> **Problem requirements**: Recast the material below as a numbered list with one item per line, omitting blank lines and any pictures.

Collection entries
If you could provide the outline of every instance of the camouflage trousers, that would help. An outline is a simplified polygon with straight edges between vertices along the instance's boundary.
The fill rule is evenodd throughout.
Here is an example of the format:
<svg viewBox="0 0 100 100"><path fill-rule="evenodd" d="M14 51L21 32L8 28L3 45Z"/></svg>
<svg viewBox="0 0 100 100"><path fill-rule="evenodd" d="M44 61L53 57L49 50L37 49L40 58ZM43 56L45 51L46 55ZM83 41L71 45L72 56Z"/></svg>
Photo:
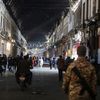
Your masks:
<svg viewBox="0 0 100 100"><path fill-rule="evenodd" d="M87 92L85 92L84 95L73 95L69 96L68 98L68 100L92 100Z"/></svg>

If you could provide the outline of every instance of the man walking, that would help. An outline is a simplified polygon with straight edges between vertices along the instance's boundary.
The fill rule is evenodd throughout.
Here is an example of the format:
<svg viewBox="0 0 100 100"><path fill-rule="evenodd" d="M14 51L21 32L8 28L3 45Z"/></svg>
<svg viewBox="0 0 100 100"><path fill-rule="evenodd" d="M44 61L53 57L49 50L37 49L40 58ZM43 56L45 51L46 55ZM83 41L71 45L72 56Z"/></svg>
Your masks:
<svg viewBox="0 0 100 100"><path fill-rule="evenodd" d="M85 58L85 46L79 46L77 54L77 60L71 63L65 72L62 88L64 89L66 87L68 89L69 100L95 100L90 94L90 92L93 92L94 94L96 93L97 78L95 68ZM78 74L73 69L77 69ZM84 81L80 79L79 73L84 77L86 84L84 84ZM90 92L88 91L88 86L86 85L91 88Z"/></svg>

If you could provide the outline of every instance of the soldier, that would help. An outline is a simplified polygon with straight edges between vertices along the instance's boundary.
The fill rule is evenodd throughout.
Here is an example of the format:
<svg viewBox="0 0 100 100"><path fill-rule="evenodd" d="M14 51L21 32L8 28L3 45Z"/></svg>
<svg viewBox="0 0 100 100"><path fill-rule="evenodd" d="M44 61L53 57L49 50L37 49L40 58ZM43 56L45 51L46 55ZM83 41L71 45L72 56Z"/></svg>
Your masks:
<svg viewBox="0 0 100 100"><path fill-rule="evenodd" d="M96 93L96 72L95 68L90 62L85 58L86 47L79 46L77 49L78 58L76 61L71 63L64 75L62 88L68 88L68 98L69 100L94 100L89 95L90 93L86 88L80 83L80 78L73 71L76 67L81 75L85 78L86 82L91 87L93 93ZM82 91L84 90L84 91ZM82 92L82 93L81 93Z"/></svg>

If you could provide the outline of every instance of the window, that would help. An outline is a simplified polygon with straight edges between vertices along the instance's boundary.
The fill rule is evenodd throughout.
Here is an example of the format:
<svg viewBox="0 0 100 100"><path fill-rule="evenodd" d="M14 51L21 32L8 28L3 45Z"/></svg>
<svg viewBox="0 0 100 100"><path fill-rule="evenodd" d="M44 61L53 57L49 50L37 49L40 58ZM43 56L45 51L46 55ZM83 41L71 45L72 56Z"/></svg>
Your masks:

> **Correct answer**:
1. If you could provide the outline of every instance of the camouflage trousers, that would help. An outline is a simplified polygon with straight edges between vertices along the instance's boundary.
2. The fill rule is evenodd throughout.
3. Here is an example of the format:
4. <svg viewBox="0 0 100 100"><path fill-rule="evenodd" d="M14 51L21 32L8 28L3 45Z"/></svg>
5. <svg viewBox="0 0 100 100"><path fill-rule="evenodd" d="M44 61L53 57L49 50L37 49L40 58ZM43 56L45 51L46 55ZM83 41L71 45L72 56Z"/></svg>
6. Photo:
7. Your masks:
8. <svg viewBox="0 0 100 100"><path fill-rule="evenodd" d="M87 92L85 92L84 95L73 95L69 96L68 98L68 100L92 100Z"/></svg>
9. If you could provide the outline of every instance of the man walking, that would help. An outline is a simplified polygon with straight edges between vertices along the instance's boundary.
10. The fill rule is evenodd throughout.
11. Here is an example of the format:
12. <svg viewBox="0 0 100 100"><path fill-rule="evenodd" d="M14 51L21 32L8 28L3 45Z"/></svg>
13. <svg viewBox="0 0 100 100"><path fill-rule="evenodd" d="M44 61L53 57L49 50L37 49L40 58ZM43 56L45 51L46 55ZM83 41L71 45L72 56Z"/></svg>
14. Your masks:
15. <svg viewBox="0 0 100 100"><path fill-rule="evenodd" d="M85 58L85 46L79 46L77 54L77 60L71 63L65 72L62 88L64 89L66 87L68 89L69 100L95 100L90 94L90 92L93 92L94 94L96 93L97 78L95 68ZM78 74L73 69L77 69ZM84 81L80 79L79 73L84 77L86 84L84 84ZM90 92L88 91L88 86L86 85L91 88Z"/></svg>
16. If you could provide the outline of every instance of the soldier, that would help. An outline is a simplified polygon with straight edges between vertices along the instance's boundary.
17. The fill rule is evenodd throughout.
18. Here is an example of the format:
19. <svg viewBox="0 0 100 100"><path fill-rule="evenodd" d="M14 51L21 32L8 28L3 45Z"/></svg>
20. <svg viewBox="0 0 100 100"><path fill-rule="evenodd" d="M44 61L53 57L49 50L37 49L40 58ZM43 56L45 51L46 55ZM83 41L71 45L72 56Z"/></svg>
21. Your masks:
22. <svg viewBox="0 0 100 100"><path fill-rule="evenodd" d="M96 93L96 72L95 68L90 62L85 58L86 47L79 46L77 49L78 58L76 61L71 63L64 75L62 88L68 88L68 98L69 100L94 100L89 95L90 93L86 88L80 83L80 78L73 71L76 67L81 75L85 78L86 82L91 87L93 93ZM82 91L84 90L84 91ZM82 92L82 93L81 93Z"/></svg>
23. If you could provide the outline of every instance of the window, that would help. An outline is a simplified polygon with straight edges between vertices along the instance's boundary.
24. The fill rule is evenodd throughout.
25. Here is an example of the format:
26. <svg viewBox="0 0 100 100"><path fill-rule="evenodd" d="M14 51L21 32L8 28L3 45Z"/></svg>
27. <svg viewBox="0 0 100 100"><path fill-rule="evenodd" d="M44 61L53 57L49 50L37 49L40 58ZM43 56L45 51L46 55ZM83 41L71 45L72 56Z"/></svg>
28. Your masks:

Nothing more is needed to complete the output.